Stored data:
——————
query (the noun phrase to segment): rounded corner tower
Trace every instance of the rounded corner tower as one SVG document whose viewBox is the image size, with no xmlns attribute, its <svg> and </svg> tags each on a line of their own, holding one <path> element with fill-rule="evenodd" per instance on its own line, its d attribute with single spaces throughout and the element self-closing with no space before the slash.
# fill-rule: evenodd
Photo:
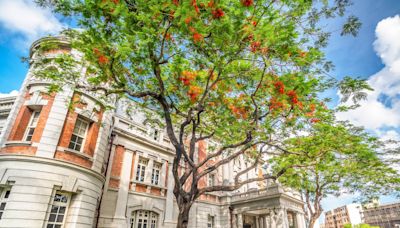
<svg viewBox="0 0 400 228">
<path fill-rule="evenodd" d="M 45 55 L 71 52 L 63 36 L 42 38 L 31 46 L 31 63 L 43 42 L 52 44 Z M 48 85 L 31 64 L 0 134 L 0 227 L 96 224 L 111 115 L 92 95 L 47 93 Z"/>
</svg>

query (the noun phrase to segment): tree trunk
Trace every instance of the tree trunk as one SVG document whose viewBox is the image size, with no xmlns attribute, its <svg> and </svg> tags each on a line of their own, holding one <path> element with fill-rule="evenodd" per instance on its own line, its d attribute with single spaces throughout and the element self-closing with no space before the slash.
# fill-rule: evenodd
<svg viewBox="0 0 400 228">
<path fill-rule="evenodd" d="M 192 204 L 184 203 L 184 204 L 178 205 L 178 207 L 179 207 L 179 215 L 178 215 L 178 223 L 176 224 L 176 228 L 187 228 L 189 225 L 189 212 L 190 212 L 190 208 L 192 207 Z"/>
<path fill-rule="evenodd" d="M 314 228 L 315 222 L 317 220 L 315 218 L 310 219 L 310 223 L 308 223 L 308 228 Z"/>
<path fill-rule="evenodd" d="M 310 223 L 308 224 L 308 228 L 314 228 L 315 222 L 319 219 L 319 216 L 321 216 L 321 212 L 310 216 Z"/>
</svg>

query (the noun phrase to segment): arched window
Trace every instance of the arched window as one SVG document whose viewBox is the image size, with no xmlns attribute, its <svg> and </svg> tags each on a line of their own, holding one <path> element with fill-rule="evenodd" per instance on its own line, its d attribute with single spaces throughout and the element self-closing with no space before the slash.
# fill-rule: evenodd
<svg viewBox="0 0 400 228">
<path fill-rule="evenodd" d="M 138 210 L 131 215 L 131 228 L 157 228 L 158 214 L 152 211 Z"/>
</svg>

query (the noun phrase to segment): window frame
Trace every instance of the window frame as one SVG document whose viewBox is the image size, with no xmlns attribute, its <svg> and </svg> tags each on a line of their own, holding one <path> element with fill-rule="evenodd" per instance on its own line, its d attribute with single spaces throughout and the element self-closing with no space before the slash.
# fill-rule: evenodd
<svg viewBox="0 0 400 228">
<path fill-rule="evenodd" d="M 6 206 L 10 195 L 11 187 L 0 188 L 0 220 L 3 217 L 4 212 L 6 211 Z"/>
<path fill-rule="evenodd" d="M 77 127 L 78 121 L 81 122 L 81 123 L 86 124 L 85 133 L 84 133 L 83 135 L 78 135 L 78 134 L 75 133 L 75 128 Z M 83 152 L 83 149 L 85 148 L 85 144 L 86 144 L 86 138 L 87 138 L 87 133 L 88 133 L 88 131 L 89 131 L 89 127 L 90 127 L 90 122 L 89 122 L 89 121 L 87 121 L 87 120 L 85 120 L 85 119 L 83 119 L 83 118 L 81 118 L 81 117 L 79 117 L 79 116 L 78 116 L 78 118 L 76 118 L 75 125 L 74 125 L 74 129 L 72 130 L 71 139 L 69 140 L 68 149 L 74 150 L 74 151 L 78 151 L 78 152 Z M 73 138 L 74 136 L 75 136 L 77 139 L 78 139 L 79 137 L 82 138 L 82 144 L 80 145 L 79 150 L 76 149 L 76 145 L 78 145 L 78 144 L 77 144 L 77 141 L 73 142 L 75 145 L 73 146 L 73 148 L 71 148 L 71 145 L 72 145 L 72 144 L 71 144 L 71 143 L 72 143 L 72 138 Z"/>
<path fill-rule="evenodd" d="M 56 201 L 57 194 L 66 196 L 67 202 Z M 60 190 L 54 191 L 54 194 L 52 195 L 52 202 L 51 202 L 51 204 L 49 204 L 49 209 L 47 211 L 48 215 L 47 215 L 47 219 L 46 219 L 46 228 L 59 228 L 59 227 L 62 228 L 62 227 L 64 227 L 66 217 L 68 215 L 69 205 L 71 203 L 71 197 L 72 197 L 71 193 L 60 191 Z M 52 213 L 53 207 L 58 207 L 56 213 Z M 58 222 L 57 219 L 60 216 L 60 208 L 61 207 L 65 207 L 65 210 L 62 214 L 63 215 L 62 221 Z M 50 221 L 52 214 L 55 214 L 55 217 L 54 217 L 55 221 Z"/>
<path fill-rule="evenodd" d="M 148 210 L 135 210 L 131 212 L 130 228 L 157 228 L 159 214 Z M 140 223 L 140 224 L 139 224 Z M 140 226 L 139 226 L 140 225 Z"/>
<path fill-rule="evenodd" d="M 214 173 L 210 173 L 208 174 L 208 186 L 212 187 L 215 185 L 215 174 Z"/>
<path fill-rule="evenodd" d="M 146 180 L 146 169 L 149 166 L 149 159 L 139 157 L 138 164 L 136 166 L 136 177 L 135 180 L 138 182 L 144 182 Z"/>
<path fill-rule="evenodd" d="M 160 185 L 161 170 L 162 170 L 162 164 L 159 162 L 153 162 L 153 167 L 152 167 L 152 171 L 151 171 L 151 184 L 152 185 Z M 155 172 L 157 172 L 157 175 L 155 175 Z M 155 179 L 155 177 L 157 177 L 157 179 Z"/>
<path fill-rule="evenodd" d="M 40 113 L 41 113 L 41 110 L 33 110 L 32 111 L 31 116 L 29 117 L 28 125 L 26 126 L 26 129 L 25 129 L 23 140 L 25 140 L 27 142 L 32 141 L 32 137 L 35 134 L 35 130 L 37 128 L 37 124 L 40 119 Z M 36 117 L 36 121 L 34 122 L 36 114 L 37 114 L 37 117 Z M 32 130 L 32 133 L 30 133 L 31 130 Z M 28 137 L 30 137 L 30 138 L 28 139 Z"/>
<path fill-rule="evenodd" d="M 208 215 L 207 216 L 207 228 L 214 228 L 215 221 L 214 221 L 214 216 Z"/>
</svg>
——————
WORK INSTRUCTION: Once the pictures are set aside, write out the entries verbatim.

SOLUTION TO THE EXERCISE:
query (the noun phrase to segment): rounded corner tower
Trace every instance of the rounded corner tower as one SVG document whose viewBox is the image size, with no xmlns attribute, its <svg> and </svg> tags each on a line of their own, holding one <path> element with fill-rule="evenodd" per instance on its own line, its d attribute with single spaces throughout and the element self-closing with no space before the slash.
# fill-rule: evenodd
Photo:
<svg viewBox="0 0 400 228">
<path fill-rule="evenodd" d="M 45 55 L 71 52 L 63 36 L 42 38 L 31 46 L 31 63 L 43 42 L 52 44 Z M 48 85 L 31 64 L 0 134 L 0 227 L 96 224 L 111 115 L 92 95 L 47 93 Z"/>
</svg>

query (the noun phrase to segment): tree trunk
Trace every instance of the tree trunk as one SVG document whose viewBox is the image size, with no xmlns attribute, its <svg> and </svg> tags each on a line of their own, holding one <path> element with fill-rule="evenodd" per instance on its own line, its d attribute with single spaces throughout and the element self-closing with no space before the slash.
# fill-rule: evenodd
<svg viewBox="0 0 400 228">
<path fill-rule="evenodd" d="M 192 204 L 184 203 L 184 204 L 178 205 L 178 207 L 179 207 L 179 215 L 178 215 L 178 223 L 176 224 L 176 228 L 187 228 L 189 225 L 189 212 L 190 212 L 190 208 L 192 207 Z"/>
<path fill-rule="evenodd" d="M 314 228 L 315 222 L 317 220 L 315 218 L 310 219 L 310 223 L 308 223 L 308 228 Z"/>
<path fill-rule="evenodd" d="M 310 223 L 308 224 L 308 228 L 314 228 L 315 222 L 319 219 L 319 216 L 321 216 L 321 212 L 310 216 Z"/>
</svg>

query (the noun phrase to segment): arched window
Trace every instance of the arched window as one SVG document whose viewBox is the image size, with no xmlns attribute, its <svg> and </svg> tags each on a line of their own, holding one <path> element with fill-rule="evenodd" per instance on its own line, its d attribute with single spaces throughout and the element self-closing with no space before the slash.
# fill-rule: evenodd
<svg viewBox="0 0 400 228">
<path fill-rule="evenodd" d="M 138 210 L 131 215 L 131 228 L 157 228 L 158 214 L 152 211 Z"/>
</svg>

query (the noun phrase to segment): window frame
Trace every instance of the window frame as one SVG document whose viewBox is the image size, with no xmlns attribute, its <svg> and </svg> tags each on a line of their own, holding one <path> element with fill-rule="evenodd" per instance on its own line, its d attribute with single spaces throughout and the element self-closing with no space before the slash.
# fill-rule: evenodd
<svg viewBox="0 0 400 228">
<path fill-rule="evenodd" d="M 6 206 L 10 195 L 11 187 L 0 188 L 0 220 L 3 217 L 4 212 L 6 211 Z"/>
<path fill-rule="evenodd" d="M 77 127 L 78 121 L 81 122 L 81 123 L 86 124 L 85 133 L 84 133 L 83 135 L 78 135 L 78 134 L 75 133 L 75 128 Z M 83 152 L 83 149 L 85 148 L 85 144 L 86 144 L 86 138 L 87 138 L 87 133 L 88 133 L 88 131 L 89 131 L 89 127 L 90 127 L 90 122 L 89 122 L 89 121 L 87 121 L 87 120 L 85 120 L 85 119 L 83 119 L 83 118 L 81 118 L 81 117 L 79 117 L 79 116 L 78 116 L 78 118 L 76 118 L 75 125 L 74 125 L 74 129 L 72 130 L 71 139 L 69 140 L 68 149 L 74 150 L 74 151 L 78 151 L 78 152 Z M 73 138 L 74 136 L 75 136 L 77 139 L 78 139 L 79 137 L 82 138 L 82 144 L 80 145 L 79 150 L 76 149 L 76 145 L 78 145 L 78 144 L 77 144 L 77 141 L 73 142 L 75 145 L 73 146 L 73 148 L 71 148 L 71 145 L 72 145 L 72 144 L 71 144 L 71 143 L 72 143 L 72 138 Z"/>
<path fill-rule="evenodd" d="M 56 201 L 57 194 L 66 196 L 67 202 Z M 60 190 L 54 191 L 54 194 L 52 195 L 52 202 L 51 202 L 51 204 L 49 204 L 49 209 L 47 211 L 48 215 L 47 215 L 47 219 L 46 219 L 46 228 L 59 228 L 59 227 L 62 228 L 62 227 L 64 227 L 66 217 L 68 215 L 69 205 L 71 203 L 71 197 L 72 197 L 71 193 L 60 191 Z M 52 213 L 53 207 L 58 207 L 56 213 Z M 58 222 L 57 219 L 60 216 L 60 208 L 61 207 L 65 207 L 65 210 L 62 214 L 63 215 L 62 221 Z M 50 221 L 52 214 L 55 214 L 55 217 L 54 217 L 55 221 Z"/>
<path fill-rule="evenodd" d="M 148 210 L 135 210 L 131 212 L 130 228 L 157 228 L 159 214 Z M 140 223 L 140 224 L 139 224 Z M 140 226 L 139 226 L 140 225 Z"/>
<path fill-rule="evenodd" d="M 214 173 L 210 173 L 208 174 L 208 186 L 212 187 L 215 185 L 215 174 Z"/>
<path fill-rule="evenodd" d="M 146 180 L 146 169 L 149 166 L 149 159 L 139 157 L 138 164 L 136 166 L 136 177 L 135 180 L 138 182 L 144 182 Z"/>
<path fill-rule="evenodd" d="M 160 185 L 161 170 L 162 170 L 162 164 L 159 162 L 153 162 L 153 167 L 152 167 L 152 171 L 151 171 L 151 184 L 152 185 Z M 155 172 L 157 172 L 157 175 L 155 175 Z M 155 179 L 155 177 L 157 177 L 157 179 Z"/>
<path fill-rule="evenodd" d="M 40 113 L 41 113 L 41 110 L 33 110 L 32 111 L 31 116 L 29 117 L 28 125 L 26 126 L 26 129 L 25 129 L 23 140 L 25 140 L 27 142 L 32 141 L 32 137 L 35 134 L 35 130 L 37 128 L 37 124 L 40 119 Z M 36 117 L 36 121 L 34 122 L 36 114 L 37 114 L 37 117 Z M 32 130 L 32 133 L 30 133 L 31 130 Z M 28 137 L 30 137 L 30 138 L 28 139 Z"/>
<path fill-rule="evenodd" d="M 208 215 L 207 216 L 207 228 L 214 228 L 215 221 L 214 221 L 214 216 Z"/>
</svg>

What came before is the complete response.